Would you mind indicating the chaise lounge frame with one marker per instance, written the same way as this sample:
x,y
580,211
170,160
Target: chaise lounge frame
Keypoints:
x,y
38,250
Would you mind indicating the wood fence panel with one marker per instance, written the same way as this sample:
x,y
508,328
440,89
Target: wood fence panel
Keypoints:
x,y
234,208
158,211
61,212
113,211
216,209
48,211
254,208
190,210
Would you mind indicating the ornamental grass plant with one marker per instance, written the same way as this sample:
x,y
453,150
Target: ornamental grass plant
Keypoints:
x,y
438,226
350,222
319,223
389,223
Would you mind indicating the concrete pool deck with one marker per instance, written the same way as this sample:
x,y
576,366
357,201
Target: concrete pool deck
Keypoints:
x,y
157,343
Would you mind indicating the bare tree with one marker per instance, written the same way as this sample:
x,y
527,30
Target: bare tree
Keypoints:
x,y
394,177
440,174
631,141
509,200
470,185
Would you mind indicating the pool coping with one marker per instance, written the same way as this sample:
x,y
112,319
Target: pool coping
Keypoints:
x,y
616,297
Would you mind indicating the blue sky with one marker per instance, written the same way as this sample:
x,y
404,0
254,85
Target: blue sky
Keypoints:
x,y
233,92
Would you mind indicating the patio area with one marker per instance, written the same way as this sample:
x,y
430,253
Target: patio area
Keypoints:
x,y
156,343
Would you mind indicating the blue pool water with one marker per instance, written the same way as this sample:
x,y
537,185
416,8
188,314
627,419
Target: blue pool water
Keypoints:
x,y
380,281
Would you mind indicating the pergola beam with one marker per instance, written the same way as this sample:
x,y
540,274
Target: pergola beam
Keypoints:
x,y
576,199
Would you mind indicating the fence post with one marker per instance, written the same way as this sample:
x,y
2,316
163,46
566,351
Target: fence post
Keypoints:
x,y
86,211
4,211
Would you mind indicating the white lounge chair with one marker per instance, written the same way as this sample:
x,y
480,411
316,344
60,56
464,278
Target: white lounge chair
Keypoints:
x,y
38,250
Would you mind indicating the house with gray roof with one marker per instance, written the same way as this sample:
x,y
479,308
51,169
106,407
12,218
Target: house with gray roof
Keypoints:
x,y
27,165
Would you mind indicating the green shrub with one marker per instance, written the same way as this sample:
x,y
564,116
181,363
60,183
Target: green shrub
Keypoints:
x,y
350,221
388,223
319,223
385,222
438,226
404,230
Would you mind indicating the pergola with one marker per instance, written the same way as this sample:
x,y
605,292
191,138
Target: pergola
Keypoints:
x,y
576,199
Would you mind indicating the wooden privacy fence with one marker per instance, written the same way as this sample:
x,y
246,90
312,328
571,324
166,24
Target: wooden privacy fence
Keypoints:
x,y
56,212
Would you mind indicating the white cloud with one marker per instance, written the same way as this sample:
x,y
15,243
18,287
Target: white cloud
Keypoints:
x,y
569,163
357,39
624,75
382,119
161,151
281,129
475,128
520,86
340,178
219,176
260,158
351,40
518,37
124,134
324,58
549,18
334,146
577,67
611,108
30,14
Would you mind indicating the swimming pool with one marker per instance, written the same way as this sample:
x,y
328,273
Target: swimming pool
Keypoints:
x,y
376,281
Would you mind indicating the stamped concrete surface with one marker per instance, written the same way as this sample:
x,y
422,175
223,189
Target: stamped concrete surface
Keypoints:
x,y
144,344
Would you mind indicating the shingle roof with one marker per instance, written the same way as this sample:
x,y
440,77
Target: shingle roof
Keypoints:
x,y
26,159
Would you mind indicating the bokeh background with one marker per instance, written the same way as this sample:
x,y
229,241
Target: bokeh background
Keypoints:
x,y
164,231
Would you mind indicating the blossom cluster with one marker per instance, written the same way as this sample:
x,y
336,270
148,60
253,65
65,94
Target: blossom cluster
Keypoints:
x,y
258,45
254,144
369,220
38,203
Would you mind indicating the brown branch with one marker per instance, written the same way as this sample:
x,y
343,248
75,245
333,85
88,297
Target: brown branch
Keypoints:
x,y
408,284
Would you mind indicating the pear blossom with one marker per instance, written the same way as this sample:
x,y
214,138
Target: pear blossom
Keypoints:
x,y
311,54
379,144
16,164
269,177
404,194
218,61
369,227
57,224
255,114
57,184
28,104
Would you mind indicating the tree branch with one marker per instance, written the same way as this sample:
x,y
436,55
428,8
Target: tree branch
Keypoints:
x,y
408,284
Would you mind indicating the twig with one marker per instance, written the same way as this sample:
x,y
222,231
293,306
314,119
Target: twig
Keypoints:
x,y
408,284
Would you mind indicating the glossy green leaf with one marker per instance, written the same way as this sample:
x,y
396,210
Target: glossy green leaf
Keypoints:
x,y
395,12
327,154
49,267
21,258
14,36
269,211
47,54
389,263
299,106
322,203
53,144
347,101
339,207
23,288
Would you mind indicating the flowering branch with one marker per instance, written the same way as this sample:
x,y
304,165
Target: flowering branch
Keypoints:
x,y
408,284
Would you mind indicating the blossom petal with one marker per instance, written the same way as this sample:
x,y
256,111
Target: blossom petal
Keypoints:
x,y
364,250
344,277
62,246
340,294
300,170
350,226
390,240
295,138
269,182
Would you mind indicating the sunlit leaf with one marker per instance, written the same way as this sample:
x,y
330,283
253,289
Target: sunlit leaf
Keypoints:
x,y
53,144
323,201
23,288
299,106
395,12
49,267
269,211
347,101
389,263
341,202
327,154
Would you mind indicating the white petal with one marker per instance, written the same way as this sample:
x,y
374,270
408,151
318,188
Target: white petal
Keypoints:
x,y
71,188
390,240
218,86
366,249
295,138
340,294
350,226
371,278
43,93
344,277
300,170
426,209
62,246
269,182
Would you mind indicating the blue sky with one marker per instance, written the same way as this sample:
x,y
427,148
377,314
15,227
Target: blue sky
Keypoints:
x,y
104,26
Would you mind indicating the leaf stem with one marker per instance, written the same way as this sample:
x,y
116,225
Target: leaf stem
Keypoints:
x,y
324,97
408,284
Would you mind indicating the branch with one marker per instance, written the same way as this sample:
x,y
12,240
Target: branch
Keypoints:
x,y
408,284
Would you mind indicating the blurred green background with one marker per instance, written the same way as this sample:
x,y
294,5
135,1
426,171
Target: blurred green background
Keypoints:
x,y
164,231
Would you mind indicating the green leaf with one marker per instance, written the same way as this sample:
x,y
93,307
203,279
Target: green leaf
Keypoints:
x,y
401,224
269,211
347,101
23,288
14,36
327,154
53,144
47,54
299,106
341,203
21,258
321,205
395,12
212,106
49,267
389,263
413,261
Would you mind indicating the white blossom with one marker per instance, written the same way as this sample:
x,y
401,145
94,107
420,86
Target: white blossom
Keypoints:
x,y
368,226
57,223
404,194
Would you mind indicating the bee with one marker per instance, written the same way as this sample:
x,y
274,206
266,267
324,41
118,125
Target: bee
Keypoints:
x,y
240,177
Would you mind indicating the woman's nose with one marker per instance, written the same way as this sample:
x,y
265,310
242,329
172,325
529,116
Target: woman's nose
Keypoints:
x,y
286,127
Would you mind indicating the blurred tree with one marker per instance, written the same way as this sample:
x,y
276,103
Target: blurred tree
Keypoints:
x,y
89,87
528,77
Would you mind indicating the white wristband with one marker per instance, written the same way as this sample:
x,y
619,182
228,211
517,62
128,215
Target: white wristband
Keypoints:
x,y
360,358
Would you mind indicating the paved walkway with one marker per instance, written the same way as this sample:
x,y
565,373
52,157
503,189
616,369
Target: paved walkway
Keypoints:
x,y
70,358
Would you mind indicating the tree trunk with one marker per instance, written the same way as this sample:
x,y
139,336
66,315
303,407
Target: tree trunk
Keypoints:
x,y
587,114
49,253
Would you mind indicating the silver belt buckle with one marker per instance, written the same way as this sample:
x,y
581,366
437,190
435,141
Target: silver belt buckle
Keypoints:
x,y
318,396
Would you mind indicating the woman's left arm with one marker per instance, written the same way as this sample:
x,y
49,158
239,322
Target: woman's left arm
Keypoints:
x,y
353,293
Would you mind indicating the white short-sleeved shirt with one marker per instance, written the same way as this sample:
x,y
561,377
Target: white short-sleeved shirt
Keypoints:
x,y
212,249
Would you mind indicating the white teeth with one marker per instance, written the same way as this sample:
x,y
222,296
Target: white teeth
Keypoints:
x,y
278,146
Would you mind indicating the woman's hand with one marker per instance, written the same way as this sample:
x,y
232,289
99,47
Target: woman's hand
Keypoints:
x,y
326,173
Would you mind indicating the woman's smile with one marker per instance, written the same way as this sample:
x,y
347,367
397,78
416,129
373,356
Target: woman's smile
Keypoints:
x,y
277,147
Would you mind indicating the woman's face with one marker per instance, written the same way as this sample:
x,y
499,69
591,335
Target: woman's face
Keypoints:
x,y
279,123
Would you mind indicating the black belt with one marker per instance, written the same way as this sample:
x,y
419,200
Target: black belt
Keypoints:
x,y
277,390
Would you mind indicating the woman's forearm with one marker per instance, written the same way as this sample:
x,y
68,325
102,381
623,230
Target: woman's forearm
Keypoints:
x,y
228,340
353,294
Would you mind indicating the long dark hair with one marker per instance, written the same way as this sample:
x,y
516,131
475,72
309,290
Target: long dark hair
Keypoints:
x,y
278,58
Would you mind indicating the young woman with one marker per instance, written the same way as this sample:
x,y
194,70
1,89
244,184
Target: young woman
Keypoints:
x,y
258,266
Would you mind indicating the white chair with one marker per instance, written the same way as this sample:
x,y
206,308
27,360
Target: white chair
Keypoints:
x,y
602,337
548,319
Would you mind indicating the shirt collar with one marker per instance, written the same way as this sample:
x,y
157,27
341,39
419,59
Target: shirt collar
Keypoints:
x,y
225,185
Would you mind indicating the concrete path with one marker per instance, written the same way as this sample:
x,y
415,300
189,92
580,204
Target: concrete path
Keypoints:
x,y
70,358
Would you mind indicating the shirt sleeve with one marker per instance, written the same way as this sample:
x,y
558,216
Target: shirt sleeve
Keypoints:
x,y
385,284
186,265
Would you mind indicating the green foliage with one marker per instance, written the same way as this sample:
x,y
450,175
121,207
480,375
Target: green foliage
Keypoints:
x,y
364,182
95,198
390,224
• • • • • • •
REQUIREMENTS
Give exactly the lines from the one with "Would you mind indicating the long" to the end of the entries, nothing before them.

TASK RESULT
Would you mind indicating the long dark hair with one marker per instance, written the same way as this sample:
x,y
516,131
475,72
309,290
Target: long dark hair
Keypoints:
x,y
278,58
Would you mind indicating the young woman with one marker per instance, written the same way as this sample:
x,y
194,70
1,89
244,184
Target: young woman
Keypoints:
x,y
258,266
Would you mind indicating the white chair with one marker per instance, written the same way as this sample:
x,y
206,308
27,360
Target: white chair
Keypoints:
x,y
602,337
548,319
Would you mind indicating the shirt collar with one marker per instance, written the same way as this sample:
x,y
157,27
341,39
419,59
Target: shirt collar
Keypoints:
x,y
225,185
Would you mind indicating the concrete path with one marker per instance, written the same way as this sample:
x,y
415,300
189,92
580,204
Target: concrete path
Keypoints:
x,y
70,358
Would you mind indicating the shirt sleeve with one marker per instance, written the same way as this sample:
x,y
558,216
Target: shirt sleeve
Keypoints:
x,y
385,284
186,265
Would you mind indicating the green foliage with one marker per instance, written the same way as this sample:
x,y
450,175
121,207
480,375
Target: green foliage
Keypoints:
x,y
364,182
95,198
390,224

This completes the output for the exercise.